Your objective: Extract every line of the records that contains the word "window", treating uppercase and lowercase letters as distinct.

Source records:
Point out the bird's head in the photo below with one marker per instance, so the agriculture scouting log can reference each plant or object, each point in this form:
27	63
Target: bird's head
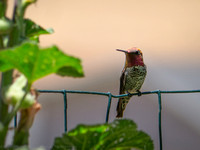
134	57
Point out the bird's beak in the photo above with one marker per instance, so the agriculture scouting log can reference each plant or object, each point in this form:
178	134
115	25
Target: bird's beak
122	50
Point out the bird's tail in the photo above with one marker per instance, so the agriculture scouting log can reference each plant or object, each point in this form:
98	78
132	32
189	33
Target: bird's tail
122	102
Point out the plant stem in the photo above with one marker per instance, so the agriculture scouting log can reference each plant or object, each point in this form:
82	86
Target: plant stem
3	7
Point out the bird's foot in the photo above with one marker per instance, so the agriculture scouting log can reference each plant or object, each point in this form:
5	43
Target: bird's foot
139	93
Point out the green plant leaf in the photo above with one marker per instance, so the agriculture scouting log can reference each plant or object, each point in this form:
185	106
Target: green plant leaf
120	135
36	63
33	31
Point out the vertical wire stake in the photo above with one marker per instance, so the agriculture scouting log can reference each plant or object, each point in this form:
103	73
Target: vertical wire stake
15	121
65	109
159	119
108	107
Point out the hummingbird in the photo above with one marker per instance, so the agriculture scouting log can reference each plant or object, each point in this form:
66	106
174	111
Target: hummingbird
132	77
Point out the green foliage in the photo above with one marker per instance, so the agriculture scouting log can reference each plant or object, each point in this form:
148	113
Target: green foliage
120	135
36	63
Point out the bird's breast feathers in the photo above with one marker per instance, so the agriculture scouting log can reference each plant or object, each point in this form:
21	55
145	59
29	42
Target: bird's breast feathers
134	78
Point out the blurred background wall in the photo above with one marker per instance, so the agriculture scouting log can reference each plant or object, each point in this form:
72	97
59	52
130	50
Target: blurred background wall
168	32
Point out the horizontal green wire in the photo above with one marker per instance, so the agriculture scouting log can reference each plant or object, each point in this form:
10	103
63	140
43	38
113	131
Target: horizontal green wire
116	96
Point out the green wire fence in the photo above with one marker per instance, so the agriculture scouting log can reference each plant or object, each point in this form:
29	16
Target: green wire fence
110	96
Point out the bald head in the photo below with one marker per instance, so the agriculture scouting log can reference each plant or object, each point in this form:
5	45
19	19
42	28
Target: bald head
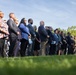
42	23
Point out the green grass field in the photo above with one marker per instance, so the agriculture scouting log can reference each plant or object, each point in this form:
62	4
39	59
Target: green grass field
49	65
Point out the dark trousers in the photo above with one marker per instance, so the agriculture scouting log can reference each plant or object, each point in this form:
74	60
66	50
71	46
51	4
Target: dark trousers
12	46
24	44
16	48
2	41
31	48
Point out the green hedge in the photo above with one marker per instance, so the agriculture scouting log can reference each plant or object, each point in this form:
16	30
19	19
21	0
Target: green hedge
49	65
...
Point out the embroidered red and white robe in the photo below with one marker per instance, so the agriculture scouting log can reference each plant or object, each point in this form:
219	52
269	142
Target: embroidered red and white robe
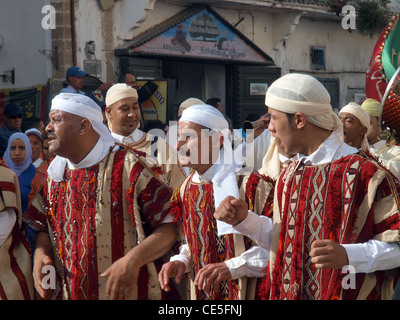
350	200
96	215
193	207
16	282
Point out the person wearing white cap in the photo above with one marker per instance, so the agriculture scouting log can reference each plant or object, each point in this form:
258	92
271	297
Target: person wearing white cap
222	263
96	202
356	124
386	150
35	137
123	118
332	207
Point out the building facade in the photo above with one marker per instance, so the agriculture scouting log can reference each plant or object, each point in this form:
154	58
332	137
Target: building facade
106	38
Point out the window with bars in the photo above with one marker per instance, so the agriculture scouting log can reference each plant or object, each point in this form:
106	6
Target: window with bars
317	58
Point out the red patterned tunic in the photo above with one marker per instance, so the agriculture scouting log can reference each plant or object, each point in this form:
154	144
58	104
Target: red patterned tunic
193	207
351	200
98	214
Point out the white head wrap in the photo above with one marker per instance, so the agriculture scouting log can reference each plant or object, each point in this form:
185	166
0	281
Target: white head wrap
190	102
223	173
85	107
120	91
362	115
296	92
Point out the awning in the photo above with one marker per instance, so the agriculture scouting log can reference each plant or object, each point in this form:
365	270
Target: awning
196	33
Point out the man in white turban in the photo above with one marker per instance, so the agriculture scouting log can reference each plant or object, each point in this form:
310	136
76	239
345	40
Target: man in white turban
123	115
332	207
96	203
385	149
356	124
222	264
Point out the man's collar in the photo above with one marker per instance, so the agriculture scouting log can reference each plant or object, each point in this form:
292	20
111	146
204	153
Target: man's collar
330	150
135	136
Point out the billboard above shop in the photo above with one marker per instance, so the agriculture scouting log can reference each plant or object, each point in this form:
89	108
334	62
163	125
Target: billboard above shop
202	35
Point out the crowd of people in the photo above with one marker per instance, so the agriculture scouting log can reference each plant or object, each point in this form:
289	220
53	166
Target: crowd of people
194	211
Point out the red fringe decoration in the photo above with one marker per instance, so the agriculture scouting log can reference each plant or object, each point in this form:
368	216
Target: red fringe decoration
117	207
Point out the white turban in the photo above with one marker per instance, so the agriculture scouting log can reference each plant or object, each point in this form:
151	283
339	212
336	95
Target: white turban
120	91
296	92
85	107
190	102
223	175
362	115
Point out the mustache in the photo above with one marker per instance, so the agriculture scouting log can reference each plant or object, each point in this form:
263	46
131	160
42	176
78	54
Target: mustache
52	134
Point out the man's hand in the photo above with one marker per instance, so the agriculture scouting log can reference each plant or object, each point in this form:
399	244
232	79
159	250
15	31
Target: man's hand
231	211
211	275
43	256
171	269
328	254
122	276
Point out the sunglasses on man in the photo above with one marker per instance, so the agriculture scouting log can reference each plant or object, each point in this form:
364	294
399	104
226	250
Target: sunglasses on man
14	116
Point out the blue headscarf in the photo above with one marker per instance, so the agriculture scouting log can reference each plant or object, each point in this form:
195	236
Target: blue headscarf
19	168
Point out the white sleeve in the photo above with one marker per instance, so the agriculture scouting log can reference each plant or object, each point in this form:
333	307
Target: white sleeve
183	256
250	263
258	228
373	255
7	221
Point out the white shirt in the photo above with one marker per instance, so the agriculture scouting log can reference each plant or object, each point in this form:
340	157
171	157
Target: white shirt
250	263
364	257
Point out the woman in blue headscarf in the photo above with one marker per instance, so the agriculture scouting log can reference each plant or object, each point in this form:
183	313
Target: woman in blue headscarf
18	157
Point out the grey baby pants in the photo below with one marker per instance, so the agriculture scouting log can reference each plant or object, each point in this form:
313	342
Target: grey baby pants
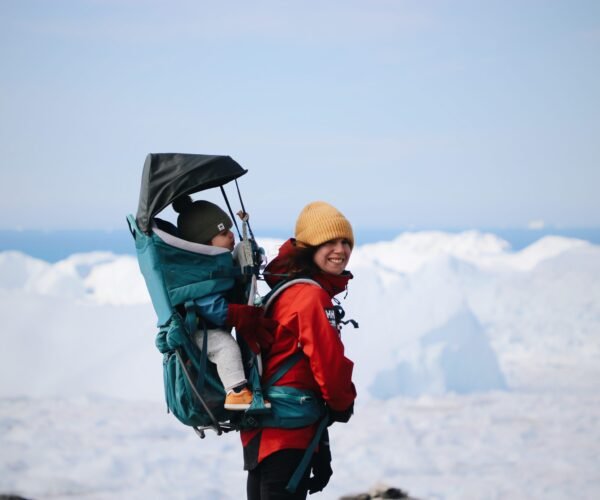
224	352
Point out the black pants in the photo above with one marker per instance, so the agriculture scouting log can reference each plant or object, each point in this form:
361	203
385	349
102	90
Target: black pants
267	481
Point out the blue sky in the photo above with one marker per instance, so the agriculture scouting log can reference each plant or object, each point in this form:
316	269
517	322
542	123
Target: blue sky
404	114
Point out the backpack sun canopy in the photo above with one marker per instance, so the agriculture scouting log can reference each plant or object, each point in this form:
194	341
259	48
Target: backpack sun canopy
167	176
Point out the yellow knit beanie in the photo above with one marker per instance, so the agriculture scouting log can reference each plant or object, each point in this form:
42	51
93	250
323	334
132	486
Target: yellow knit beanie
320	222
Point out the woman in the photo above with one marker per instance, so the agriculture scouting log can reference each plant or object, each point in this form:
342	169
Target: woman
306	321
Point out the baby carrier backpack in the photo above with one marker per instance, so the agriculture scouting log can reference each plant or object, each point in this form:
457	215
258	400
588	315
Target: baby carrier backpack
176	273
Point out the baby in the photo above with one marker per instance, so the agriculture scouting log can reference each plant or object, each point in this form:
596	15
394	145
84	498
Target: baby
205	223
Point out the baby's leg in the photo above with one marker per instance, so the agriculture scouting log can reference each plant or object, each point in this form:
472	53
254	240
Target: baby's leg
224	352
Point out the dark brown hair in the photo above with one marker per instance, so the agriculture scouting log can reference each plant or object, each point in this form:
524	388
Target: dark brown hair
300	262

Complete answer:
Point out the window with bars in the photo above with one marker per instance, so the agriculture scouting log can reference each plant or object, each point in this form:
Target: window with bars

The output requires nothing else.